(Task instructions)
Write out the passage on oil and energy prices word for word, everything from "Oil and Energy" down to "natural gas producers.".

(Provided text)
BEGIN
Oil and Energy Prices
Top 5 Stock Market Trends Traders Need to Watch Out for in 2022
Oil and natural gas prices are already at their seven-year high as the pandemic magnified the energy crisis in Europe. Many major countries have been reducing investment in oil and gas development to promote renewable energy. But this shift is not going as planned as weather conditions impact renewable energy output. Hence, they have to fall back on conventional energy sources. The oil and natural gas inventories are depleting, putting the focus on Russia, one of the world’s largest oil and natural gas producers.
The oil and gas supply is already constrained. On top of that, there is a geopolitical conflict between Russia and Ukraine. If a war breaks out, energy prices could skyrocket, and Suncor Energy and Cenovus Energy investors could benefit from dividends and capital appreciation. If the Russia-Ukraine tensions ease with talks, even then, economists expect oil prices to touch US$100/barrel over the anticipation of a recovery in industrial production. It is expected that supply chain constraint due to factory closure during frequent lockdowns could ease in 2022 and drive industrial output. This could increase the oil and gas demand needed to run factories.
END
[Object grounding data in natural language]
BEGIN
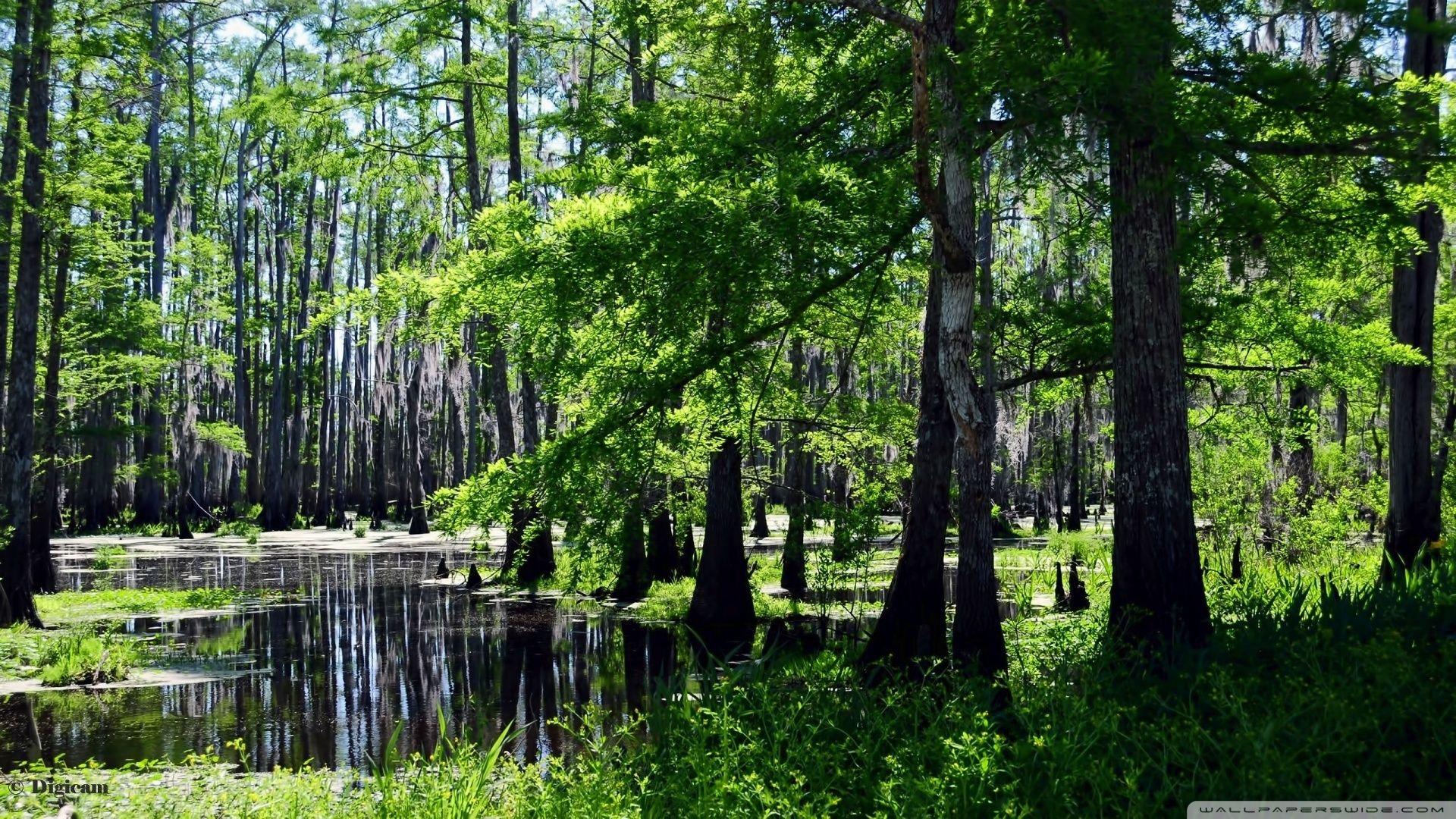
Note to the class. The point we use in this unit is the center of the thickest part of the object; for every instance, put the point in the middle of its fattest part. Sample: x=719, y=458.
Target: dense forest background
x=631, y=267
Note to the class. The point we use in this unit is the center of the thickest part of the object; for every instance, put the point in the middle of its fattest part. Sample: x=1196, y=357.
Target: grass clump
x=79, y=657
x=99, y=604
x=1310, y=694
x=669, y=601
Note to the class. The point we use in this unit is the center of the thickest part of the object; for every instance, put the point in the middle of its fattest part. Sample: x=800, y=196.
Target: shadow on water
x=325, y=679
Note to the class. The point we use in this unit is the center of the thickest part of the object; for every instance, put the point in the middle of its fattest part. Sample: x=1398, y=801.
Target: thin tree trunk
x=19, y=452
x=42, y=573
x=795, y=566
x=1414, y=515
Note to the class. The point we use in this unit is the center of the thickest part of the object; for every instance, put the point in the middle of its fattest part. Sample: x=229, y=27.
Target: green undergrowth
x=1307, y=691
x=77, y=645
x=670, y=601
x=88, y=659
x=98, y=604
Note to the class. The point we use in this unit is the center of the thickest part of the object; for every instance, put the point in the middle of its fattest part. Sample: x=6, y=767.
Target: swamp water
x=325, y=676
x=357, y=648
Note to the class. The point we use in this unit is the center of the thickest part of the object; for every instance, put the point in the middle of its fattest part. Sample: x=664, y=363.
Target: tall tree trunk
x=293, y=480
x=976, y=637
x=275, y=496
x=1414, y=515
x=913, y=621
x=723, y=604
x=1304, y=407
x=9, y=161
x=1076, y=509
x=1156, y=582
x=42, y=573
x=419, y=522
x=795, y=564
x=19, y=452
x=632, y=579
x=149, y=480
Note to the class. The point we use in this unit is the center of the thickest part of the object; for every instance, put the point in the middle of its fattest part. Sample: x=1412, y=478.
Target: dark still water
x=327, y=678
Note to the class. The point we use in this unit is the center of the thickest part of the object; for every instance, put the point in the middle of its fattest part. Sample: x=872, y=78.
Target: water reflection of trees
x=366, y=651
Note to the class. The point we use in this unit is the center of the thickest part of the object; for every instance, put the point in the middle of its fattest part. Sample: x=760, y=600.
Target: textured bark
x=1414, y=513
x=913, y=621
x=721, y=598
x=472, y=153
x=976, y=635
x=9, y=162
x=19, y=453
x=42, y=573
x=794, y=573
x=632, y=577
x=1076, y=509
x=661, y=544
x=296, y=433
x=1158, y=592
x=761, y=516
x=1304, y=407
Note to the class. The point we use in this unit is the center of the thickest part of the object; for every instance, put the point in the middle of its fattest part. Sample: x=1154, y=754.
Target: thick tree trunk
x=661, y=544
x=632, y=577
x=976, y=635
x=1414, y=515
x=1304, y=407
x=913, y=623
x=9, y=162
x=1156, y=582
x=761, y=518
x=723, y=602
x=18, y=604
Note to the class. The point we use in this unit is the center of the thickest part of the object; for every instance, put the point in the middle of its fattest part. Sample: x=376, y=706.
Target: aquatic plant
x=80, y=657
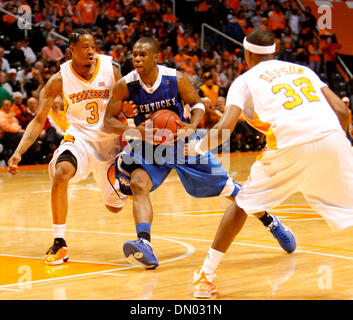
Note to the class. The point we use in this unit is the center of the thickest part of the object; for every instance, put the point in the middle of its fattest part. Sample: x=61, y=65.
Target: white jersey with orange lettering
x=95, y=150
x=284, y=101
x=87, y=99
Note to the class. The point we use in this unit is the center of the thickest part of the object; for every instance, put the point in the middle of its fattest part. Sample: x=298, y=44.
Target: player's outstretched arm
x=215, y=136
x=190, y=96
x=51, y=90
x=338, y=106
x=114, y=109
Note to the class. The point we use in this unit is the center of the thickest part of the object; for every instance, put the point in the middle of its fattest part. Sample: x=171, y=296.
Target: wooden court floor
x=254, y=268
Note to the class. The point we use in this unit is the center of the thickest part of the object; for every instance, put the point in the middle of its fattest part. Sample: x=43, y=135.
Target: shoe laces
x=199, y=276
x=274, y=228
x=58, y=244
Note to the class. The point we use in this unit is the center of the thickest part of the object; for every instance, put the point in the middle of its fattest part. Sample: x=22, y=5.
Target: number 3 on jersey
x=307, y=90
x=93, y=107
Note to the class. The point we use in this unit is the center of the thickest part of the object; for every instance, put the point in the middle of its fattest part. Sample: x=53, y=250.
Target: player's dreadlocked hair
END
(Finished exercise)
Oil and Energy Prices
Top 5 Stock Market Trends Traders Need to Watch Out for in 2022
Oil and natural gas prices are already at their seven-year high as the pandemic magnified the energy crisis in Europe. Many major countries have been reducing investment in oil and gas development to promote renewable energy. But this shift is not going as planned as weather conditions impact renewable energy output. Hence, they have to fall back on conventional energy sources. The oil and natural gas inventories are depleting, putting the focus on Russia, one of the world’s largest oil and natural gas producers.